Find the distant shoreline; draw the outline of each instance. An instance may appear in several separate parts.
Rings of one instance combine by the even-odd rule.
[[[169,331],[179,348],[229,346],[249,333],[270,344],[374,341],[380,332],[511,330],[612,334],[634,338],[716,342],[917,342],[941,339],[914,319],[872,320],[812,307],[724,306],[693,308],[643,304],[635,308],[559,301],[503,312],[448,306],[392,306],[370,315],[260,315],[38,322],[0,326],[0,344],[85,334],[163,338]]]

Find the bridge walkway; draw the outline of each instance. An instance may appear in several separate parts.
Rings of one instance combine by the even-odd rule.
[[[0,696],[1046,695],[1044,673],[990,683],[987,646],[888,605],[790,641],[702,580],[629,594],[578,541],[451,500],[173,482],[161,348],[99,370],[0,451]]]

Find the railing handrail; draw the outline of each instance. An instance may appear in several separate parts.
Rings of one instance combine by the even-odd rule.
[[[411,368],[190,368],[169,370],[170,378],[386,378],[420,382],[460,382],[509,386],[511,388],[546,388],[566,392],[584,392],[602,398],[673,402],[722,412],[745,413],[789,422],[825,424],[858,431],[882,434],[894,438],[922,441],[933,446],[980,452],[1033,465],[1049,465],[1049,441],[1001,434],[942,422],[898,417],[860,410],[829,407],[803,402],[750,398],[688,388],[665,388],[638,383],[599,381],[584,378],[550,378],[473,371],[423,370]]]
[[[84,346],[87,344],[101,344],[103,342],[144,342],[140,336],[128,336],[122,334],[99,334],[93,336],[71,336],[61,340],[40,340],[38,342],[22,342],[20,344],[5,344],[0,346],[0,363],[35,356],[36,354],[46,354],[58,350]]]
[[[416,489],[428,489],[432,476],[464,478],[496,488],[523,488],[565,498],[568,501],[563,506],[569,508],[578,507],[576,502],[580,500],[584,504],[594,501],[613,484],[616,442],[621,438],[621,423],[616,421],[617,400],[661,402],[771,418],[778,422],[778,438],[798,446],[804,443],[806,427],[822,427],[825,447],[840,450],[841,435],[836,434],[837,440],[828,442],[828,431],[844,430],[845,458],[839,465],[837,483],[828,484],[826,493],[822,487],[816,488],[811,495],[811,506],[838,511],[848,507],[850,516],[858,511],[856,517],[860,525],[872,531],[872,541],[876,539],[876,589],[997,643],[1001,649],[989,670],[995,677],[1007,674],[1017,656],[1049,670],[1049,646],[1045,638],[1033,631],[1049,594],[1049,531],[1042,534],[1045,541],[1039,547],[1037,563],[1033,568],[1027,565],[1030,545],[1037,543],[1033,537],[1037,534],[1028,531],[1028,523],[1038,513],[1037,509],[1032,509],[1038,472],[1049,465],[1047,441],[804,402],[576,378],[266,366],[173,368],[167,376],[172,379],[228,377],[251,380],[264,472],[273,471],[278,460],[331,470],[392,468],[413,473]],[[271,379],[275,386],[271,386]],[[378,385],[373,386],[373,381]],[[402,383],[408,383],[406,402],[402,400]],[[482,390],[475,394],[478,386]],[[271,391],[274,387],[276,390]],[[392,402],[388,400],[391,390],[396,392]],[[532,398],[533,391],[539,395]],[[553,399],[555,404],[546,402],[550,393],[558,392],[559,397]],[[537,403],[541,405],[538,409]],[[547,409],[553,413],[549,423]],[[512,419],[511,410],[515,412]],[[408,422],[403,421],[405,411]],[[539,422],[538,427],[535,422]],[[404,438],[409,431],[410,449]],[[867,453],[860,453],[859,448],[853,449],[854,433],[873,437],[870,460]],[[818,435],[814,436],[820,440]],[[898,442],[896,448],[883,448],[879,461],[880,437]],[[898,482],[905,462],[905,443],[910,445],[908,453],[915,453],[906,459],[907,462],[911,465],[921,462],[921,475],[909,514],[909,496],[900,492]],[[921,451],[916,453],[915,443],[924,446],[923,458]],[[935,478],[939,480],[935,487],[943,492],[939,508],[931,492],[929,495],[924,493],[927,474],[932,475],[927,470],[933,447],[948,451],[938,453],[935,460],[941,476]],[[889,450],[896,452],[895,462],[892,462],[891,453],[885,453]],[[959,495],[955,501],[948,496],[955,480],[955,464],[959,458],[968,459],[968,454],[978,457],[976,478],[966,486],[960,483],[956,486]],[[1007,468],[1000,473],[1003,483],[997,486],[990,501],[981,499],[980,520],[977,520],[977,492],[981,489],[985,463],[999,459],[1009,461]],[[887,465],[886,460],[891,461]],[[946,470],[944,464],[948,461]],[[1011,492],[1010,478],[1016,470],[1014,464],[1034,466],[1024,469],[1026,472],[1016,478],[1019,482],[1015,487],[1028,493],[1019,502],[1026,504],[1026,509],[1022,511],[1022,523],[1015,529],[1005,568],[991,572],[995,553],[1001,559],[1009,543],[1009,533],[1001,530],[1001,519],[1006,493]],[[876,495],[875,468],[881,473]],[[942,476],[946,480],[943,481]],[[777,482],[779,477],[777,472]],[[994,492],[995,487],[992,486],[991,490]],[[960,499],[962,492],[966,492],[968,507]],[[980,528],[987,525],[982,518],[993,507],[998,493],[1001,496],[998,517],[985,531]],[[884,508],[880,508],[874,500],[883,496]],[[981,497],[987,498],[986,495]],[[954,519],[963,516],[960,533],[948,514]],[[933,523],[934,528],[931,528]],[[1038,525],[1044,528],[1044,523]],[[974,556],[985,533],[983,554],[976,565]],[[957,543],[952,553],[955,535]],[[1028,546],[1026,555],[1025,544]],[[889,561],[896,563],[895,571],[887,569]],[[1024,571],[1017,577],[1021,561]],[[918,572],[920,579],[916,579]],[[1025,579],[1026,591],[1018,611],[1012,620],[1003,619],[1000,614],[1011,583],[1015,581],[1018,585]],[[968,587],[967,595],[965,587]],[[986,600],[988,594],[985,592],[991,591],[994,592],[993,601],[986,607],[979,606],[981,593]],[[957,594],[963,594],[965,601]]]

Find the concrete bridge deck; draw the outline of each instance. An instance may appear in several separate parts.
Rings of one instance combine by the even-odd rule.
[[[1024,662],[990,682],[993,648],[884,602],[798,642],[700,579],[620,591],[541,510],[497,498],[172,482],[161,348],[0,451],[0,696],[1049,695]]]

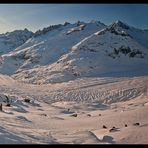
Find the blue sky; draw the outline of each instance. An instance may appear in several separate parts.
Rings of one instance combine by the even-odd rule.
[[[93,19],[107,25],[121,20],[148,29],[147,14],[148,4],[0,4],[0,33]]]

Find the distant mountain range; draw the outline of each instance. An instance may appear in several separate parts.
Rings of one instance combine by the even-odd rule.
[[[34,83],[148,74],[148,31],[121,21],[49,26],[0,35],[0,73]]]

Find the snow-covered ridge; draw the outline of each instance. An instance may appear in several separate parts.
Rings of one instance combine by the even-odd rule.
[[[14,50],[25,43],[32,35],[33,32],[27,29],[0,34],[0,53],[4,54]]]
[[[44,28],[1,57],[0,72],[29,83],[147,75],[148,32],[116,21]],[[9,67],[9,68],[8,68]]]

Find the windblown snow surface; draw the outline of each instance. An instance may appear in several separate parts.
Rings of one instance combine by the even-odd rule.
[[[2,54],[0,143],[147,144],[147,39],[121,21],[78,21]]]

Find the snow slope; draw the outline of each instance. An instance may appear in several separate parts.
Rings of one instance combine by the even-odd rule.
[[[79,24],[56,25],[43,29],[15,51],[3,55],[4,64],[1,65],[0,71],[13,74],[18,69],[31,69],[51,64],[67,53],[77,42],[104,27],[105,25],[99,22],[79,22]],[[75,31],[75,28],[82,29]],[[69,31],[71,33],[68,33]],[[11,67],[9,71],[8,66]]]
[[[13,77],[42,84],[82,77],[147,75],[148,49],[117,25],[111,25],[84,38],[58,61],[23,70]]]
[[[29,83],[147,75],[148,32],[116,21],[65,23],[37,31],[1,57],[0,72]]]
[[[0,54],[5,54],[14,50],[18,46],[25,43],[29,38],[31,38],[33,32],[24,30],[15,30],[13,32],[7,32],[5,34],[0,34]]]

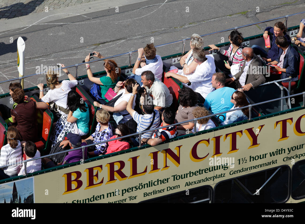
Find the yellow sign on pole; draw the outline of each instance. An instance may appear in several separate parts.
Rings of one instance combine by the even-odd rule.
[[[25,70],[25,44],[24,43],[24,41],[21,37],[19,37],[17,41],[17,66],[20,77],[23,76]],[[21,80],[21,85],[23,88],[23,79]]]

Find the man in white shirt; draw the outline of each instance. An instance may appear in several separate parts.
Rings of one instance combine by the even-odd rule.
[[[150,71],[145,71],[142,73],[141,76],[143,86],[145,87],[146,93],[152,98],[152,102],[155,105],[155,109],[160,110],[163,108],[168,107],[173,103],[173,96],[170,92],[168,88],[165,84],[157,79],[155,79],[153,73]],[[140,100],[146,101],[150,98],[147,95],[142,94]]]
[[[40,153],[37,150],[36,145],[34,142],[29,141],[24,145],[23,149],[24,154],[27,157],[27,160],[40,157]],[[41,159],[30,161],[27,163],[27,174],[31,173],[41,170]],[[25,175],[24,166],[23,164],[18,176]]]
[[[213,74],[216,72],[216,67],[214,56],[212,55],[206,55],[203,49],[194,48],[193,49],[194,60],[198,64],[195,72],[192,74],[184,76],[172,72],[165,74],[165,77],[172,77],[183,83],[191,83],[190,87],[198,94],[200,101],[204,102],[207,94],[214,91],[211,81]]]
[[[235,80],[238,80],[236,88],[242,88],[244,91],[248,91],[255,88],[266,82],[266,79],[260,71],[263,69],[261,61],[259,59],[254,59],[254,52],[251,48],[245,48],[242,52],[242,58],[245,63],[242,67],[240,71],[232,78],[227,79],[226,82],[231,84]]]
[[[162,75],[163,73],[163,62],[161,57],[156,54],[156,50],[153,43],[148,44],[144,49],[139,48],[138,49],[138,57],[137,59],[132,73],[135,75],[131,76],[139,83],[141,81],[141,75],[145,71],[149,70],[154,74],[155,78],[162,81]],[[144,54],[145,56],[143,56]],[[141,65],[141,68],[139,68]],[[142,84],[140,83],[142,85]]]

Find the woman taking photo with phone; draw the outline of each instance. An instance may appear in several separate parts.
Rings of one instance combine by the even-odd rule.
[[[217,50],[222,54],[229,57],[229,60],[225,63],[224,66],[230,70],[231,74],[229,75],[231,78],[240,71],[244,64],[245,60],[242,55],[242,48],[241,48],[244,38],[242,34],[237,30],[231,32],[228,38],[231,44],[227,51],[221,49],[214,44],[209,45],[212,48],[209,50]]]
[[[99,52],[93,52],[95,54],[93,56],[99,58],[103,58],[105,57]],[[90,61],[90,54],[88,54],[85,59],[85,61],[88,62]],[[115,87],[116,84],[118,81],[118,79],[121,74],[121,69],[117,66],[117,65],[113,60],[106,59],[104,63],[107,75],[100,78],[94,77],[92,72],[90,68],[90,64],[86,64],[87,74],[89,80],[93,83],[100,85],[102,99],[99,101],[102,104],[109,101],[105,97],[105,94],[110,88],[113,89]]]

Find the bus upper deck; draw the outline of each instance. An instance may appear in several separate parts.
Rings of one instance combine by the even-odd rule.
■ ■ ■ ■ ■ ■ ■
Put the lines of the records from the one containing "Find the windblown" through the one containing "[[[2,54],[0,143],[147,144],[147,39],[121,21],[78,21]]]" into a JSON list of strings, with one string per line and blank lines omitted.

[
  "Find the windblown snow surface; draw the outline of each instance. An instance may appear in several separate parts.",
  "Rings of one instance combine by the even-odd rule.",
  "[[[2,54],[0,143],[147,144],[147,39],[121,21],[78,21]]]"
]